Retype, unchanged, the lines of the data below that run from the one containing "Please place a point on the blue" through the one containing "column 174, row 151", both included.

### DATA FOR PROCESSING ###

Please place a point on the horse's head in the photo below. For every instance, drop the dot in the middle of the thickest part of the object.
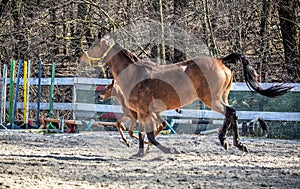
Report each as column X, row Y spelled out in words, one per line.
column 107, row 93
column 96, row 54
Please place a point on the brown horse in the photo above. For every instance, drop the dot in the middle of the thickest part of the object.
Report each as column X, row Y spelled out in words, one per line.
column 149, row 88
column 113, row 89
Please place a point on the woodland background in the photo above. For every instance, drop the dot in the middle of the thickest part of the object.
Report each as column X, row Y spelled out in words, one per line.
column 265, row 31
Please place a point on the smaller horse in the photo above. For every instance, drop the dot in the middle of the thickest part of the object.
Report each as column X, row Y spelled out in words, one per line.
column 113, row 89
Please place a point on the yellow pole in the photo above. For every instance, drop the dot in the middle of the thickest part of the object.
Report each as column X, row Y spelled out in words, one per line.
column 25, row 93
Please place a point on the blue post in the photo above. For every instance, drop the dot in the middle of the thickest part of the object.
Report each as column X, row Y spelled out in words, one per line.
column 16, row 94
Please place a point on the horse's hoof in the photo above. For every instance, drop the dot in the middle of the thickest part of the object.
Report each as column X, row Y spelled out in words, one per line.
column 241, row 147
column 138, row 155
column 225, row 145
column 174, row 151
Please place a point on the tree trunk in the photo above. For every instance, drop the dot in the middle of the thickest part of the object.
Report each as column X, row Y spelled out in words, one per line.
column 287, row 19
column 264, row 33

###
### DATA FOR PROCESSING ###

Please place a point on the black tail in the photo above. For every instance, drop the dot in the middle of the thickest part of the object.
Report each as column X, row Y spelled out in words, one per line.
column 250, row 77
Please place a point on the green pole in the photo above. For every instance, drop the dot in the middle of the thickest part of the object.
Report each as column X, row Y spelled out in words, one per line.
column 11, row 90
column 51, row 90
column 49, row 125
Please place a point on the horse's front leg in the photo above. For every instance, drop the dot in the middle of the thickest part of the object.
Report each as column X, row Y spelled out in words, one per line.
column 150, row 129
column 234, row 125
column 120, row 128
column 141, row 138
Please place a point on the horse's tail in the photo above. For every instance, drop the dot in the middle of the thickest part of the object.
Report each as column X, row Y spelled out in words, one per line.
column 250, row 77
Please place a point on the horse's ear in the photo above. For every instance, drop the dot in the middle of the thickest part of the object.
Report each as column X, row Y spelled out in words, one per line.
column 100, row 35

###

• TASK ANSWER:
Please place a point on the blue post in the photo above. For every instance, drop the dot in the middle of the thickest part of the object.
Report each as column X, row Y spelled out in words, one per line.
column 16, row 94
Please place a point on the horse's hoof in the photo above. For every instance, drop the dot in the middle of the thickest part of the object.
Report each as column X, row Y spelled out in words, one per line.
column 241, row 147
column 138, row 155
column 225, row 145
column 174, row 151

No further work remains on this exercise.